EXTRAIT DU DOCUMENT:
+ + + + + + +

Par Anthony Samrani (revue de presse : L’Orient-Le Jour – campagne par e-mail – 16/3/21)*
Il est de ces phrases que l’on lit encore et encore sans vraiment en saisir la portée. « La guerre ukrainienne est la plus grande crise géopolitique depuis la fin de la seconde guerre mondiale » en est un parfait exemple. Plus grande crise ? Vraiment ? Pour qui ? Pourquoi ? Vu du Moyen-Orient, vu d’Irak, de Palestine, d’Iran ou de Syrie, on pourrait sérieusement remettre en question ce postulat pour diverses raisons valables. Ce serait toutefois une erreur. Oui, ce qui se passe aujourd’hui en Ukraine nous concerne de près. De très près même. Pas seulement parce que cela a un sérieux impact sur les prix des carburants et que cela fait peser un risque de pénurie de blé sur plusieurs pays dépendant, en la matière, de l’Ukraine et de la Russie, à l’instar du Liban. Pas seulement non plus parce que plusieurs grandes puissances, impliquées par ailleurs au Moyen-Orient, comme la Russie, les Etats-Unis et les pays européens, sont des acteurs de premier ou de second plan de ce conflit. Si la crise ukrainienne revêt tant d’importance, c’est parce que son onde de choc n’a pas d’équivalent depuis des décennies. Tout comme le coronavirus, elle a avalé tout le reste. Et toutes les relations internationales peuvent s’en trouver affectées. Partout, à Pyongyang, à Pékin, à Addis-Abeba, à Caracas, on observe avec attention, on refait ses calculs, on s’adapte à cette nouvelle réalité.
L’enjeu est énorme : c’est l’ordre mondial de ces prochaines années, voire de ces prochaines décennies, qui est en train de se dessiner en Ukraine. Déclin ou retour en force de l’Occident ? Remise en question ou au contraire renforcement de l’axe autoritaire ? Pékin comme rival assumé ou comme partenaire difficile ? Plusieurs problématiques fondamentales sont sur la table, en matière de modèle politique, d’équilibre géopolitique et d’avenir énergétique.

+ + + + + + +

MATÉRIEL FOURNI:
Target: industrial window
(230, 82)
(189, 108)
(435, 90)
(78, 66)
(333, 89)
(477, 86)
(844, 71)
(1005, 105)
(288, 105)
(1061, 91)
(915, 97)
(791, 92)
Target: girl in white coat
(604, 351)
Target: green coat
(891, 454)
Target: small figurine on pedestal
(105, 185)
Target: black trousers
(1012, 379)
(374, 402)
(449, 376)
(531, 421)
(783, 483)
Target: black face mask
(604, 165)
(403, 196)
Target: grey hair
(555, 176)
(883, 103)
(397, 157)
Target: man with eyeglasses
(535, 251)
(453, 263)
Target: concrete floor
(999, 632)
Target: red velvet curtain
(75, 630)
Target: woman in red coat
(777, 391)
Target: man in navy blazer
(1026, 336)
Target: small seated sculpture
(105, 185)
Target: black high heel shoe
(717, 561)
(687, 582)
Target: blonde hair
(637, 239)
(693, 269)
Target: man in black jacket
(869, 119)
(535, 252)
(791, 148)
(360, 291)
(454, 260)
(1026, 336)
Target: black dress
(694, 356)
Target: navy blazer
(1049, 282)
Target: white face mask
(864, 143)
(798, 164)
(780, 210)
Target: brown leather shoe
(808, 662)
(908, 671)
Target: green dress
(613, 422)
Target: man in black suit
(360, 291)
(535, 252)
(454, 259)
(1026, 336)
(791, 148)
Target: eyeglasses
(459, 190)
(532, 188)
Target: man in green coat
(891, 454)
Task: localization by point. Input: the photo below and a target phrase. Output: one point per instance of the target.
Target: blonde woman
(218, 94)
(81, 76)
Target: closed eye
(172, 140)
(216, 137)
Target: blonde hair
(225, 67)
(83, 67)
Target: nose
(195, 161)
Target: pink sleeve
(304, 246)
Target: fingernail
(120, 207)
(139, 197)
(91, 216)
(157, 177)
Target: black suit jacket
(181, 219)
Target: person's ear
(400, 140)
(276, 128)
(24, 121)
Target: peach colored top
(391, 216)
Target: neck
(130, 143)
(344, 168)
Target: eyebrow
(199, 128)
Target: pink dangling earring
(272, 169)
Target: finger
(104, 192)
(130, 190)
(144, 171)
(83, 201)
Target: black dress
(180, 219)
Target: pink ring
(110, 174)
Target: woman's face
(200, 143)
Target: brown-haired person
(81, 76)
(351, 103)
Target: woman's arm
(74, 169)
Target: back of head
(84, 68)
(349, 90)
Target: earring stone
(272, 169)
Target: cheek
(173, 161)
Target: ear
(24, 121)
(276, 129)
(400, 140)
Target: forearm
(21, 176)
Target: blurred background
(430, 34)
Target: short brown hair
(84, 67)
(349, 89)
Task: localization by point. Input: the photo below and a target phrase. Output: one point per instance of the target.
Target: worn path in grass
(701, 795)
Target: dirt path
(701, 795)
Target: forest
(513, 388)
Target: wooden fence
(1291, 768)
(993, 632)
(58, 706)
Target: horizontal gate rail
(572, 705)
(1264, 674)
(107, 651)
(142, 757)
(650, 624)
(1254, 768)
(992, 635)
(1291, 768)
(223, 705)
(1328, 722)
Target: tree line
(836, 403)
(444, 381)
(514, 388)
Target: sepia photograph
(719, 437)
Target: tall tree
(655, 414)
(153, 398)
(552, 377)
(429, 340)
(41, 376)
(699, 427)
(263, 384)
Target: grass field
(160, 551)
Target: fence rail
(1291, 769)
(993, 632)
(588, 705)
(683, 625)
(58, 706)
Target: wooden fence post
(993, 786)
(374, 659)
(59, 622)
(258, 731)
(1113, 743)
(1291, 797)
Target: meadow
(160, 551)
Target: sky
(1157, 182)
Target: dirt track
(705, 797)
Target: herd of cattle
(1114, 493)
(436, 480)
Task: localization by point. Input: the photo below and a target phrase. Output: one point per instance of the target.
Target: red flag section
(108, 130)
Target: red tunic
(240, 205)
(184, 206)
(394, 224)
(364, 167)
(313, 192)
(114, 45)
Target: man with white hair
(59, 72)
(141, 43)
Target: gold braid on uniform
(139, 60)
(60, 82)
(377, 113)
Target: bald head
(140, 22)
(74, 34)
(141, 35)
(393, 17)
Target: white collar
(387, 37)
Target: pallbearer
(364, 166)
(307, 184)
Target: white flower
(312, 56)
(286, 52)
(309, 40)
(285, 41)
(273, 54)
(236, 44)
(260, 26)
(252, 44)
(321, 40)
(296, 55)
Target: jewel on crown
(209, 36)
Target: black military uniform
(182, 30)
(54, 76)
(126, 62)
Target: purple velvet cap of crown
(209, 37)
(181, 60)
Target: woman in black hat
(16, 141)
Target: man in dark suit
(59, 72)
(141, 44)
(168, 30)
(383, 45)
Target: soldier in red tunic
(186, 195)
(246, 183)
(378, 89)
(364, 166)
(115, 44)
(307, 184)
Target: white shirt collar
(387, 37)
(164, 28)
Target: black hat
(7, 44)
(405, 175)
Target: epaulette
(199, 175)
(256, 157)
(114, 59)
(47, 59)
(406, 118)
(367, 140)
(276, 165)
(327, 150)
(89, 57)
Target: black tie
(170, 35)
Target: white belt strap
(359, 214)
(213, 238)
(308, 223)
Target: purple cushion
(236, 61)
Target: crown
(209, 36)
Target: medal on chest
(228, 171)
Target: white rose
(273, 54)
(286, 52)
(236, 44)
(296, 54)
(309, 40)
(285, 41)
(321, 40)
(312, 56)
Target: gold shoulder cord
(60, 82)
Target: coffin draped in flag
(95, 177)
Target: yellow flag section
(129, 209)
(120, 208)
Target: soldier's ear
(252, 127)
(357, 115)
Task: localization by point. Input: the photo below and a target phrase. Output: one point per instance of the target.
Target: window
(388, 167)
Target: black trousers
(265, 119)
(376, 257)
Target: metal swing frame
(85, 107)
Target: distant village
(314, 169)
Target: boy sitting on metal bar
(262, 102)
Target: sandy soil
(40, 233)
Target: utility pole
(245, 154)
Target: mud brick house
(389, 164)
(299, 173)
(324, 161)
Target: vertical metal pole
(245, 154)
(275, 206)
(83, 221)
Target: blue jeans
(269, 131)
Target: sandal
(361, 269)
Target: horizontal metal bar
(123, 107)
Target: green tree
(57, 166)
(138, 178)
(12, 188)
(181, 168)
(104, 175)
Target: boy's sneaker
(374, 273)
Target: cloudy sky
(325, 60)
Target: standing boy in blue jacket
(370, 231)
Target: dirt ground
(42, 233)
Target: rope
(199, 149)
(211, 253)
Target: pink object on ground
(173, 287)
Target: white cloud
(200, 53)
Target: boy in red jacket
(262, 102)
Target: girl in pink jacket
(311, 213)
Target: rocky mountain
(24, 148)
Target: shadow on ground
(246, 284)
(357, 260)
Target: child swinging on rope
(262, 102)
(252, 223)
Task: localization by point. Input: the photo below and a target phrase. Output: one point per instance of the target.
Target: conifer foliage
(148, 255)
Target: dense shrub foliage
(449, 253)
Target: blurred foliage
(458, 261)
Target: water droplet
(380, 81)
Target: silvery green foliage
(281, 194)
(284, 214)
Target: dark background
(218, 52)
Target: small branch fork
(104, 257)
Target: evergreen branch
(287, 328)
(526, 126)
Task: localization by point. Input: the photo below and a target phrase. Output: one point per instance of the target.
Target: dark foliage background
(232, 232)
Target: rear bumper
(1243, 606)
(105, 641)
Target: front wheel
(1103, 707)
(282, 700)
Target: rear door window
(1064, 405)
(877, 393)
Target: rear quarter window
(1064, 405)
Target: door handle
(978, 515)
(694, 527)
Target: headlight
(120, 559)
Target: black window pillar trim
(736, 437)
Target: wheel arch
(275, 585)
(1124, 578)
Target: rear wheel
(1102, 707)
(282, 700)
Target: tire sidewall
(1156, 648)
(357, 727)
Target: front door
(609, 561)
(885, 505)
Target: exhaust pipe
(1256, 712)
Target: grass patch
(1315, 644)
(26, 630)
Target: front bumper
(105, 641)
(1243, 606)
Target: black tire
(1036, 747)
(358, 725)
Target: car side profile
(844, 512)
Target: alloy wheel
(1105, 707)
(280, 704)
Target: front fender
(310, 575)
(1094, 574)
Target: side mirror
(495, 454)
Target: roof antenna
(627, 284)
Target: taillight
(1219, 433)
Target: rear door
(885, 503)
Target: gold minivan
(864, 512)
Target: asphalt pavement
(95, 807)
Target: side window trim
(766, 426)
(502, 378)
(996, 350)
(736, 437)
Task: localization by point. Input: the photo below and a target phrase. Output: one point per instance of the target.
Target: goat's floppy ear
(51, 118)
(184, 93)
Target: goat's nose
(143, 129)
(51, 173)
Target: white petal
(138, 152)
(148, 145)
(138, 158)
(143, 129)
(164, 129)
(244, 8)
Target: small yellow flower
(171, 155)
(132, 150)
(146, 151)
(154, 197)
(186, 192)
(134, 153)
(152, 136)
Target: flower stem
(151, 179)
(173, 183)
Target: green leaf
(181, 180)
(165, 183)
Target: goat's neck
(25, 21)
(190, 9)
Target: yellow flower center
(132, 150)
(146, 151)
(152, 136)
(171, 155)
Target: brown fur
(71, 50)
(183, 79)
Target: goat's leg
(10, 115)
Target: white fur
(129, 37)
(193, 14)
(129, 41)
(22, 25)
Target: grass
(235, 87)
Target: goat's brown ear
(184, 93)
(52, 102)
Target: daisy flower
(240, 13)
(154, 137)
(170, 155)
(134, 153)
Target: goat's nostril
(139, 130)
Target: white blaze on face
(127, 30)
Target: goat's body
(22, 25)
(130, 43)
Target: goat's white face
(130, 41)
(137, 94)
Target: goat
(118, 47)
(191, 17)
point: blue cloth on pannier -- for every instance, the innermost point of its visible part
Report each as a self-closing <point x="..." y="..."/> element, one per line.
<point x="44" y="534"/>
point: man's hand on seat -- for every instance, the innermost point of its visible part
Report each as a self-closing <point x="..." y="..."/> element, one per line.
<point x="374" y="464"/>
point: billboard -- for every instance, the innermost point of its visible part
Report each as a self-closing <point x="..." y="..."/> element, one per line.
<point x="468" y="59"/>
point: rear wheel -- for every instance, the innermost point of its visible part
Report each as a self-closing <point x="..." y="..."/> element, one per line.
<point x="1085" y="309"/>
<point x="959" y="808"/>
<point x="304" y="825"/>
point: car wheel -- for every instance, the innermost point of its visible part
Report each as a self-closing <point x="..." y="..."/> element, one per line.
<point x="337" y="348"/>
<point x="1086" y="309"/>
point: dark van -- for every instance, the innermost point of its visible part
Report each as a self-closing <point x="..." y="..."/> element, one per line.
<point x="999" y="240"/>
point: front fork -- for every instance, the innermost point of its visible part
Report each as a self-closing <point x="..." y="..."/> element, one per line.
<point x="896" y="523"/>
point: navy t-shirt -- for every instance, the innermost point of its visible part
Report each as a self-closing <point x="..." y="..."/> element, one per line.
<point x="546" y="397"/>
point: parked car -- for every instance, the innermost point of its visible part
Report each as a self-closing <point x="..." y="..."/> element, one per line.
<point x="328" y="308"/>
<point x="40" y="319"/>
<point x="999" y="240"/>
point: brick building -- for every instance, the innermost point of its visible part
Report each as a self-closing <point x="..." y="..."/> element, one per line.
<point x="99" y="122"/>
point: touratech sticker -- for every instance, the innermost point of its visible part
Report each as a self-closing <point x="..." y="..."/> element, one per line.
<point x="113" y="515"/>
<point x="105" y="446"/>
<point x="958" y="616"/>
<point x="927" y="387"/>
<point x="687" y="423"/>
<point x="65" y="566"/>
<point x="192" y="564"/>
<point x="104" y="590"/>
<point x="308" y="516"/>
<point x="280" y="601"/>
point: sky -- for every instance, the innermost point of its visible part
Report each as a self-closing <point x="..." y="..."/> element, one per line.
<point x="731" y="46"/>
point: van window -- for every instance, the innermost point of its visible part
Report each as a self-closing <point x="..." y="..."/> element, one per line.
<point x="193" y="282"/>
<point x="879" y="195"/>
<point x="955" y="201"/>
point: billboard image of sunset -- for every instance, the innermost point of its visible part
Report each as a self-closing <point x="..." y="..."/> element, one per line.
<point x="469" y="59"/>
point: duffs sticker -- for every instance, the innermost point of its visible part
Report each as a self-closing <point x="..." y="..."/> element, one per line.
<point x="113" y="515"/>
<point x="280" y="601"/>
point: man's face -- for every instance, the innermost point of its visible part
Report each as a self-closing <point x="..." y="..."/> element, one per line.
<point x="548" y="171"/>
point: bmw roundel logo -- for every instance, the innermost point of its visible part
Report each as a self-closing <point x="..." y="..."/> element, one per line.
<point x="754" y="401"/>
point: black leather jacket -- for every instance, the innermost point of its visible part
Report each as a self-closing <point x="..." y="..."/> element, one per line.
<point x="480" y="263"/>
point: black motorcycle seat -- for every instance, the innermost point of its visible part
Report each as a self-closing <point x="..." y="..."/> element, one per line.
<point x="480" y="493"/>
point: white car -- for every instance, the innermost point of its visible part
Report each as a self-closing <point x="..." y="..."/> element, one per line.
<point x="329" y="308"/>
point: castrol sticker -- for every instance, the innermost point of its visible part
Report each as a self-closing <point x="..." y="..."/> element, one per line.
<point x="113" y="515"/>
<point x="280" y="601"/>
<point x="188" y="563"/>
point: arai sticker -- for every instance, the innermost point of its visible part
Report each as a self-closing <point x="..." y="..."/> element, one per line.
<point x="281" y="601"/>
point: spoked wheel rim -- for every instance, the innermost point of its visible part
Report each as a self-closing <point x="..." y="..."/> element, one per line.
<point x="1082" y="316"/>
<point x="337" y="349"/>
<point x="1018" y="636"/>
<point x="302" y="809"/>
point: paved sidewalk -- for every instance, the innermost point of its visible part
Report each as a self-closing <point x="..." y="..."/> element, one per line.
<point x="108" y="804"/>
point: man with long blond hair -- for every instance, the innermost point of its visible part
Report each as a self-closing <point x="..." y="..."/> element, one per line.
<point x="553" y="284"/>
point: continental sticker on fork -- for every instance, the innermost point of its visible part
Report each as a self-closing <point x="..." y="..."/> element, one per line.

+ + + + + + +

Récrivez le passage du texte sur la guerre en Ukraine qui va de « L’enjeu est énorme » jusqu’à « et d’avenir énergétique. », en remplaçant « énorme » par « considérable ».

RÉPONSE:
L’enjeu est considérable : c’est l’ordre mondial de ces prochaines années, voire de ces prochaines décennies, qui est en train de se dessiner en Ukraine. Déclin ou retour en force de l’Occident ? Remise en question ou au contraire renforcement de l’axe autoritaire ? Pékin comme rival assumé ou comme partenaire difficile ? Plusieurs problématiques fondamentales sont sur la table, en matière de modèle politique, d’équilibre géopolitique et d’avenir énergétique.